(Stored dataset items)

──────

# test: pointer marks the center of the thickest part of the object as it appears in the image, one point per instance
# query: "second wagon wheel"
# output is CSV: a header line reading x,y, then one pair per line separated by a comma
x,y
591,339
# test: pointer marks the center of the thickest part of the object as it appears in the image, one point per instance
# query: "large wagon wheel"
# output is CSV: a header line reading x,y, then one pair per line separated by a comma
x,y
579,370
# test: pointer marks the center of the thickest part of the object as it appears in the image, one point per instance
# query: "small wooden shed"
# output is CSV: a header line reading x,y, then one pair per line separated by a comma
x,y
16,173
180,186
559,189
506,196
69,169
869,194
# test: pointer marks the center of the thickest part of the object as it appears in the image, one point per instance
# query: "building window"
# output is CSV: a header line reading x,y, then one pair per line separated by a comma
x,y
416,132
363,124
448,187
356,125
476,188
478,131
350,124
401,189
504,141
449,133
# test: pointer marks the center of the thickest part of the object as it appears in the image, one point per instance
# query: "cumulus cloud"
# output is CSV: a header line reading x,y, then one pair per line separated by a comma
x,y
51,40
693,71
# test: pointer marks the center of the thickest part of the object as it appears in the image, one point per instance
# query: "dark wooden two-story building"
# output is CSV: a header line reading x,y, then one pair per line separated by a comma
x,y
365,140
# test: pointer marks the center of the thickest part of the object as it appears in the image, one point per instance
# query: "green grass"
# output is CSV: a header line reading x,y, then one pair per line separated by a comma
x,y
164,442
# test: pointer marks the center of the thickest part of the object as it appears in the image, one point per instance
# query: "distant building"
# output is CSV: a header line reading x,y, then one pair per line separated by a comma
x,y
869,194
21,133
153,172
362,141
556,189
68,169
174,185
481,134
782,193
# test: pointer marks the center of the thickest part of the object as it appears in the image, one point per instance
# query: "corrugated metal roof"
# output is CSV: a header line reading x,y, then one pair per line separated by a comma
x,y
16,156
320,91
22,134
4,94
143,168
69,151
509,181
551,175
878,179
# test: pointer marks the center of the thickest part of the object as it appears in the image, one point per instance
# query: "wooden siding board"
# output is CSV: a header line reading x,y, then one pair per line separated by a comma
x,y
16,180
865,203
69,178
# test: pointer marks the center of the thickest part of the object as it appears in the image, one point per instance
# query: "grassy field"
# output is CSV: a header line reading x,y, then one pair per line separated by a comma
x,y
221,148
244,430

──────

• Problem requirements: Your task is to transcribe all of the entries word for word.

• Expected answer:
# test: pointer marks the center of the thickest part of the object as it appears in the image, one point per instance
# query: "second wagon wheel"
# output is CSV: a header line reading x,y, then one pair per line separated by a comma
x,y
591,339
# test: pointer marks the center of the thickest part of the object as it appears in the image, one point per instance
# query: "large wagon wheel"
# output is CSV: a header line reading x,y, then one pair per line separated by a comma
x,y
579,370
# test: pointer marks the center of the thickest part of the object as it appears in the image, one point per instance
# query: "small wooden shed"
# output is CSV: a header line reading x,y, then one pair per line separated by a comma
x,y
16,173
180,186
559,189
506,196
69,169
869,194
# test: pointer marks the center of the thickest part of the object as it appears in the image, one point per instance
# query: "building window"
# output is CSV: a header line reading x,y, then one pair per line separated by a comma
x,y
416,132
363,124
448,187
356,125
476,188
478,131
350,124
401,189
504,141
449,133
# test: pointer marks the center of the thickest part of the object as it appears in the image, one point per instance
# query: "cumulus cloud"
# output is CSV: a header line reading x,y, then one pair per line separated by a comma
x,y
51,40
693,71
# test: pointer marks the center of the thickest part of the object as it appears in the image, one point per instance
# query: "dark wooden two-story building"
# output is CSV: a header line reading x,y, then one pair per line separated by a comma
x,y
365,140
# test: pointer marks the center of the thickest part of the object as it appears in the image, one point per instance
# query: "green grass"
# output is CSV: a header line reading x,y, then one pair per line separated by a comma
x,y
164,442
# test: pointer marks the center of the thickest part of the object as it appears in the image, one point per instance
# query: "distant building"
# output is CSV: a header line reading x,y, then one pair per line separated by a comma
x,y
869,194
21,133
153,172
362,141
556,189
68,169
174,185
481,134
782,193
# test: pointer marks the center of the thickest part of the object as it appears in the image, one point per instance
# query: "corrugated metal roof"
# output is CSV: a header line reading x,y, then one pair per line separated by a comma
x,y
16,156
320,91
22,134
4,94
143,168
69,151
509,181
551,175
878,179
# test: pointer marks the center of the thickest part of the object as it appears in the image, one point per instance
# query: "wooden siding board"
# output is CSV: a header line reading x,y, then one pair per line separated by a comma
x,y
16,180
865,203
69,178
# test: pointer marks the center of the thickest part of the object as it appears in the image, one point per instance
# query: "grassy field"
# output is CSV: a header line reading x,y, then one pair per line separated by a comma
x,y
221,148
244,430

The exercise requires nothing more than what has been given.